-------- EXTRACT

Amortized Analysis

Amortized analysis is a technique used to study the performance of algorithms and dynamic data structures. Instead of focusing solely on the cost of a single operation, this method examines a sequence of operations and averages their cost, providing a more accurate picture of overall performance. It does not involve randomness but rather guarantees that even in the worst-case scenario, the average cost per operation remains within acceptable bounds. Essentially, expensive operations are balanced out by many cheaper ones so that, on average, each operation is efficient.

There are three common approaches to amortized analysis: Aggregate Analysis, Accounting Method, and Potential Method. While each has a slightly different focus, they all aim to balance out high-cost operations by distributing their expense over many inexpensive ones.

----------------

GIVEN EXERCISE:
Reproduce word for word the passage of the amortized analysis extract above that opens with "Amortized analysis is" and closes with "operation is efficient.".

-------- MATERIAL SHOWN

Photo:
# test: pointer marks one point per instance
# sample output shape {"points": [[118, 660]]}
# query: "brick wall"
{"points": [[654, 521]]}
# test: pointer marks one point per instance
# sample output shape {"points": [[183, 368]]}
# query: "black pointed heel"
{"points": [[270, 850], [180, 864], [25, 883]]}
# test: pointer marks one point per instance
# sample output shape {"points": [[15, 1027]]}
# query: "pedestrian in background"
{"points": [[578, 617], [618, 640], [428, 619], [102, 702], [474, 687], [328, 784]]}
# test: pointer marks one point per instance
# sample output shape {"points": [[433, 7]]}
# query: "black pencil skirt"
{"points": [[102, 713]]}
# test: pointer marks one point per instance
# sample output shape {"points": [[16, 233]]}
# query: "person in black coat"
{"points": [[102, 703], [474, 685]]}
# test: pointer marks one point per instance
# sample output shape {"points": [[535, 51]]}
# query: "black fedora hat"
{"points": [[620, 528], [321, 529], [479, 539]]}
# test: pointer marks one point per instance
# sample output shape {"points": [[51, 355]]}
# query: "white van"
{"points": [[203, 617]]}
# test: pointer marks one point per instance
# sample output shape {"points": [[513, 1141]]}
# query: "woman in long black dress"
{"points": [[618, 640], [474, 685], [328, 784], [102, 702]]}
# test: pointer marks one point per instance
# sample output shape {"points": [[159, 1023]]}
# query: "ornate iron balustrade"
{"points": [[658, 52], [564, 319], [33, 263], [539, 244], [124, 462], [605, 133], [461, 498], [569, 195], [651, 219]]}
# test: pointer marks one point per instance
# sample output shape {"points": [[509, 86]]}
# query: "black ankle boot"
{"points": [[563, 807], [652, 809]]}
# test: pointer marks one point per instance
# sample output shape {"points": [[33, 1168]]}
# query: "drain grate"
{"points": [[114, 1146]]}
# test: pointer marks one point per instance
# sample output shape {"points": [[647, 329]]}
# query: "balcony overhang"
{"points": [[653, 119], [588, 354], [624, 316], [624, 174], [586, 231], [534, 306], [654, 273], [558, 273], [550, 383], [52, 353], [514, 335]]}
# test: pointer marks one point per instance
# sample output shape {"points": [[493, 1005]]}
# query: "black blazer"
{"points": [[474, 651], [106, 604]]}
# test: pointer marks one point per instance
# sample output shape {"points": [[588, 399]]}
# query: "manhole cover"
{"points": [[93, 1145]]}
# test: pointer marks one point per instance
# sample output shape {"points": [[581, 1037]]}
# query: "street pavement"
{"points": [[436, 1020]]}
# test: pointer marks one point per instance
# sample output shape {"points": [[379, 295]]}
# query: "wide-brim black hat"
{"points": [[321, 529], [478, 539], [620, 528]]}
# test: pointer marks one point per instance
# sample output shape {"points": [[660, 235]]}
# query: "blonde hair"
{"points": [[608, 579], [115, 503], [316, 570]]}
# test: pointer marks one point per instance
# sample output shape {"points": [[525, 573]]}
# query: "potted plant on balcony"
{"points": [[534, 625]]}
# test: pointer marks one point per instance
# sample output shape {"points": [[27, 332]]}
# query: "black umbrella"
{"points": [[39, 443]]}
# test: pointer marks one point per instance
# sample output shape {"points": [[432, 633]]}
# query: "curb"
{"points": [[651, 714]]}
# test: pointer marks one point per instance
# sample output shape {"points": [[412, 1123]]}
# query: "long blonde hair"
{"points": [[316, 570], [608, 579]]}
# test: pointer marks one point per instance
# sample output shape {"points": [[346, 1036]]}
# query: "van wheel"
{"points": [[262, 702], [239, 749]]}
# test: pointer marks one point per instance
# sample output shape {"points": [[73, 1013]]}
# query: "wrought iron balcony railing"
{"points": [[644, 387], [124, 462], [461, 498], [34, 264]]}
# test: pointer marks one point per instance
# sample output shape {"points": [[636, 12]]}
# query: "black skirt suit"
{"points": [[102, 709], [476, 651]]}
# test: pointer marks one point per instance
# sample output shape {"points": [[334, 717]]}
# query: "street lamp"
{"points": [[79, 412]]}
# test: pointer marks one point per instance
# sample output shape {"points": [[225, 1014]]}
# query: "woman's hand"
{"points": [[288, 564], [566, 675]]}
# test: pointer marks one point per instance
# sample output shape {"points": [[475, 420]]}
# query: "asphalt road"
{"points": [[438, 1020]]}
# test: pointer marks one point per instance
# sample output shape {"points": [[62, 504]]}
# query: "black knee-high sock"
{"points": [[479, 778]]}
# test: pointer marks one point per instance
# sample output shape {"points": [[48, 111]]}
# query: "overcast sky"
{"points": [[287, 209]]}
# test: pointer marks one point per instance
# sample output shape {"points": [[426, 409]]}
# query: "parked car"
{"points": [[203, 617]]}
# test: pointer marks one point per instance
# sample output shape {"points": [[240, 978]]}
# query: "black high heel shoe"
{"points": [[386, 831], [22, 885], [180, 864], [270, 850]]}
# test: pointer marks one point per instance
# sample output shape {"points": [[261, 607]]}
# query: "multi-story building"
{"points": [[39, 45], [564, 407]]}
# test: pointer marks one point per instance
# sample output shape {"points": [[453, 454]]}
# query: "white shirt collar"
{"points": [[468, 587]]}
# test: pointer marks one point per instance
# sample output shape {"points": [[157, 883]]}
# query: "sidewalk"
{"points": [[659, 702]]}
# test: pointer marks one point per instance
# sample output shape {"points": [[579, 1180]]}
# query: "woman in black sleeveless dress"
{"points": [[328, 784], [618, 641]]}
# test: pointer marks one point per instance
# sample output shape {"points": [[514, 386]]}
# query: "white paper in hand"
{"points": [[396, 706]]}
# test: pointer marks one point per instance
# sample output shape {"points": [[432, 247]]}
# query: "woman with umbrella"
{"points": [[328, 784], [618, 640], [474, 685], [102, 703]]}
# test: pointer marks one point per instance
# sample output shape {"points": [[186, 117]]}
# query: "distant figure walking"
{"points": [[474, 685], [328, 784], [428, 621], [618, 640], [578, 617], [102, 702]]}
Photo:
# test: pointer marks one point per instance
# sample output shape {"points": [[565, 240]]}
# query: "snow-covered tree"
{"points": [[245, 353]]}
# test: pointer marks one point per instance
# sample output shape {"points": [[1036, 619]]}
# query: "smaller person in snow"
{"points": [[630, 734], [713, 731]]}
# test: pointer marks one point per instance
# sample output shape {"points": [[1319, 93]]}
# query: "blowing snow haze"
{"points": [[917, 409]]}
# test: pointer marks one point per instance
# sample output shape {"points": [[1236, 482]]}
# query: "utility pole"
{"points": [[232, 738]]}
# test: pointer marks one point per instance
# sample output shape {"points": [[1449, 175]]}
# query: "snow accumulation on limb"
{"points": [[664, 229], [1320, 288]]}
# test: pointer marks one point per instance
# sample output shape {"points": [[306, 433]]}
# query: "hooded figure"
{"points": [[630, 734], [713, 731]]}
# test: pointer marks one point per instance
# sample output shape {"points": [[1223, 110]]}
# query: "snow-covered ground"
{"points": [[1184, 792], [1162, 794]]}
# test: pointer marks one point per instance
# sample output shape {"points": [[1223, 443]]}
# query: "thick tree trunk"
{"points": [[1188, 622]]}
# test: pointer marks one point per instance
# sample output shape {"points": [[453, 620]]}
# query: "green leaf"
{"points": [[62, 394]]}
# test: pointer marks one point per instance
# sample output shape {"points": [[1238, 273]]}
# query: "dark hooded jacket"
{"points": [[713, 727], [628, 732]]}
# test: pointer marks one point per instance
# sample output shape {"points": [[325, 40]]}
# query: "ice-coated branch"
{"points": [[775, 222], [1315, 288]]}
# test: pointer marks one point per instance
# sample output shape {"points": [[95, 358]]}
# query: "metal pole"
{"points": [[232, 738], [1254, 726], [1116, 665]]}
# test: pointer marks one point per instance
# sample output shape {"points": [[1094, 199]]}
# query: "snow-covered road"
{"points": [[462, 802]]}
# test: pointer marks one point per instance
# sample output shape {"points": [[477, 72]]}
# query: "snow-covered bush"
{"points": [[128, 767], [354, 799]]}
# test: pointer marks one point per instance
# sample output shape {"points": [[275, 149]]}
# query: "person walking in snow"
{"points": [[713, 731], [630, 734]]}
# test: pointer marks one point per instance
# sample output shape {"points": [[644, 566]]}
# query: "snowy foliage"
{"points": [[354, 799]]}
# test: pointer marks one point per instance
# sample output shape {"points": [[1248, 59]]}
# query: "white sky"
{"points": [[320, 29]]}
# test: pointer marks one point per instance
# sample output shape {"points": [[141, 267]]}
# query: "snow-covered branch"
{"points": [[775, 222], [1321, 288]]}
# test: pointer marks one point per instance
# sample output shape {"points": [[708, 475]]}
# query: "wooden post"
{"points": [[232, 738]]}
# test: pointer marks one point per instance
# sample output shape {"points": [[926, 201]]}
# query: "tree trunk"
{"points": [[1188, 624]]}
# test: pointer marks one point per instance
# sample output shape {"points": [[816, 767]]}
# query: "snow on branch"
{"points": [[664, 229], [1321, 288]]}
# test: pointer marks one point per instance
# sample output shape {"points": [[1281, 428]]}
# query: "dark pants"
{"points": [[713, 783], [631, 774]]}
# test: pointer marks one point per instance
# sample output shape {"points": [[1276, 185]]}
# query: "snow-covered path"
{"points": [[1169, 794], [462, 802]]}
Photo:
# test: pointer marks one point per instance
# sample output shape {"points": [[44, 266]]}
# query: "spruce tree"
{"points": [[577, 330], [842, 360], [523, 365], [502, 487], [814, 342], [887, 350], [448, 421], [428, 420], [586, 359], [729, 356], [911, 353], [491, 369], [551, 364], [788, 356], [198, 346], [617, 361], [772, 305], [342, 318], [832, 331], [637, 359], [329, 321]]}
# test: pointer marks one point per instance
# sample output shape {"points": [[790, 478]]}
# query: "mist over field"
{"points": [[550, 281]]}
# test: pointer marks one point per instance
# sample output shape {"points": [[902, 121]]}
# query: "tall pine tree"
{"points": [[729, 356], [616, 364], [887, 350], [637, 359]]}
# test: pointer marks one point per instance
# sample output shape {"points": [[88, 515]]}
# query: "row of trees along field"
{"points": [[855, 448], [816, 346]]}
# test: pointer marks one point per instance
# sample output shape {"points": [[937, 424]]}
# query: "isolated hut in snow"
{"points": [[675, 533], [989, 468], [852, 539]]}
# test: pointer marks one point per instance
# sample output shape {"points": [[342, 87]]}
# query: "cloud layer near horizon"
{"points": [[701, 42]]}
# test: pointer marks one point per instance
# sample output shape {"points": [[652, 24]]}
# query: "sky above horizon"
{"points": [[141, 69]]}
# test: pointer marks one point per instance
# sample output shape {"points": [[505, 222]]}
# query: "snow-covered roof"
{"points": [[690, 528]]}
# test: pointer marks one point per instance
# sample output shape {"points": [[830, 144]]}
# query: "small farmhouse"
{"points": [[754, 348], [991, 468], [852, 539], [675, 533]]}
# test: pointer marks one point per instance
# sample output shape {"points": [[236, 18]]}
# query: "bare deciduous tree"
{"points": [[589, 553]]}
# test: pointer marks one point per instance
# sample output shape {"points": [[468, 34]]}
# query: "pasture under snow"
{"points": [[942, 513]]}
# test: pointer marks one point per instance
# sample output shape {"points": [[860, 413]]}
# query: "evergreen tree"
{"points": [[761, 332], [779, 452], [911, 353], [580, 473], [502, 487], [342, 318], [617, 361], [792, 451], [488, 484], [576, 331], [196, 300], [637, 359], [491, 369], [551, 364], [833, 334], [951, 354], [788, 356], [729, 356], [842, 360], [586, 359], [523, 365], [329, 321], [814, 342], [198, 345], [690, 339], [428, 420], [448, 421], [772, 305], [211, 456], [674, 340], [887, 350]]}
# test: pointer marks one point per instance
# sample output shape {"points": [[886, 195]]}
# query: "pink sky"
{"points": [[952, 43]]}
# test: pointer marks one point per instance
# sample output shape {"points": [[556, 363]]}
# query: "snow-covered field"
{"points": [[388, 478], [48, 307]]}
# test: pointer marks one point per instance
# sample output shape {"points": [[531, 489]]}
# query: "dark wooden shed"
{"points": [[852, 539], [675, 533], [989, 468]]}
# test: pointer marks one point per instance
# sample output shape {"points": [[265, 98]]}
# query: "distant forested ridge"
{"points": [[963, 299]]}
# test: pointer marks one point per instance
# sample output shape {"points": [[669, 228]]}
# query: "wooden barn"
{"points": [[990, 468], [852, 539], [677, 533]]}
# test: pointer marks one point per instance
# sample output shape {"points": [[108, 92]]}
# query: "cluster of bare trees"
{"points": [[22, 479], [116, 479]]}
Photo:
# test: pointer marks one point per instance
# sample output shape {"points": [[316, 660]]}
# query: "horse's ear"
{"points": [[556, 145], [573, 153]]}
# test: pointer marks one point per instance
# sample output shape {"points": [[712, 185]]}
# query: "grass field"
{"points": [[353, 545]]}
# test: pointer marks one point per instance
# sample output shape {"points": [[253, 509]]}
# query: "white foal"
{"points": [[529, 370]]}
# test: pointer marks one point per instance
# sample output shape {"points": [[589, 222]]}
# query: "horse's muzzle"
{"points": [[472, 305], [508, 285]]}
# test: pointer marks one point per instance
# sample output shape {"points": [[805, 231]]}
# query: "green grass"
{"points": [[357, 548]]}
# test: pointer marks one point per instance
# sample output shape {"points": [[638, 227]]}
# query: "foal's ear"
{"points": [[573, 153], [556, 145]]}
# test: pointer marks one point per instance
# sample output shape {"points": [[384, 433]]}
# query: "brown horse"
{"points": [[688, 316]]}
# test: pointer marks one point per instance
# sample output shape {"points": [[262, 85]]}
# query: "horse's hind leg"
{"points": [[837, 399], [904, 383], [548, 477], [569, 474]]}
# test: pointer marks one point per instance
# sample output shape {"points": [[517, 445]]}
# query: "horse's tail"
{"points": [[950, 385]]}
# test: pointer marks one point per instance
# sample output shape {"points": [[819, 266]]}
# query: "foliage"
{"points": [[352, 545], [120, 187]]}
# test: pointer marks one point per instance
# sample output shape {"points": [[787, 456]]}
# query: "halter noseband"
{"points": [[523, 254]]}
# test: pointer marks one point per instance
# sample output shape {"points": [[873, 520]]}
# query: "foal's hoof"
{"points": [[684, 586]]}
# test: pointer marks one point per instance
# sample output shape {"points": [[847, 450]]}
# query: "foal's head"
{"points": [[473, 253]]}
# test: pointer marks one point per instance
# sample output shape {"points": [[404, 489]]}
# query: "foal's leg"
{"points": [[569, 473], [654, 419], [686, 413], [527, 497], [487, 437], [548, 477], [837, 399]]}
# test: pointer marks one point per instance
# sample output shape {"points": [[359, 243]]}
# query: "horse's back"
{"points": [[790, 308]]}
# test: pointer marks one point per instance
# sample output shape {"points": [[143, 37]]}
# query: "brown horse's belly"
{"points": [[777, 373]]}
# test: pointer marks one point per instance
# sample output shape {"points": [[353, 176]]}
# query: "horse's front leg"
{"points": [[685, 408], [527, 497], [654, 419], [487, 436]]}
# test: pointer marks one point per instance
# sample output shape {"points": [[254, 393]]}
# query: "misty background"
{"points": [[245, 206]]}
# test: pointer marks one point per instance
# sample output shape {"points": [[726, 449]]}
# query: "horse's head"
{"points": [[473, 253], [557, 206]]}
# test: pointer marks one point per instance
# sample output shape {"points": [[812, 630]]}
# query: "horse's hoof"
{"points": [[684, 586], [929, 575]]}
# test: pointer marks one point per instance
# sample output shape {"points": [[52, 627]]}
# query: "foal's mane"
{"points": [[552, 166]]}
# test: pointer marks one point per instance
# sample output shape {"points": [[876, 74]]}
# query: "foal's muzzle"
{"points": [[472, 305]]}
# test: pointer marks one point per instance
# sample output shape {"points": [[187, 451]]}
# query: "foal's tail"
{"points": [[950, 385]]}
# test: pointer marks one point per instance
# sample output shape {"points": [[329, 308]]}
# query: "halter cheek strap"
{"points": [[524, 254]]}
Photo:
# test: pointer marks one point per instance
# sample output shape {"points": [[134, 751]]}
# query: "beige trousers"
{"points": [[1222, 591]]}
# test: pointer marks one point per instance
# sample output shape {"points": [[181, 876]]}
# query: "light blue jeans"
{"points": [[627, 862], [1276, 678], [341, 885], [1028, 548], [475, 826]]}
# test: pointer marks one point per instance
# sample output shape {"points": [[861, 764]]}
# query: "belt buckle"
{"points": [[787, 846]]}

----------------

ANSWER TO THE TASK:
Amortized analysis is a technique used to study the performance of algorithms and dynamic data structures. Instead of focusing solely on the cost of a single operation, this method examines a sequence of operations and averages their cost, providing a more accurate picture of overall performance. It does not involve randomness but rather guarantees that even in the worst-case scenario, the average cost per operation remains within acceptable bounds. Essentially, expensive operations are balanced out by many cheaper ones so that, on average, each operation is efficient.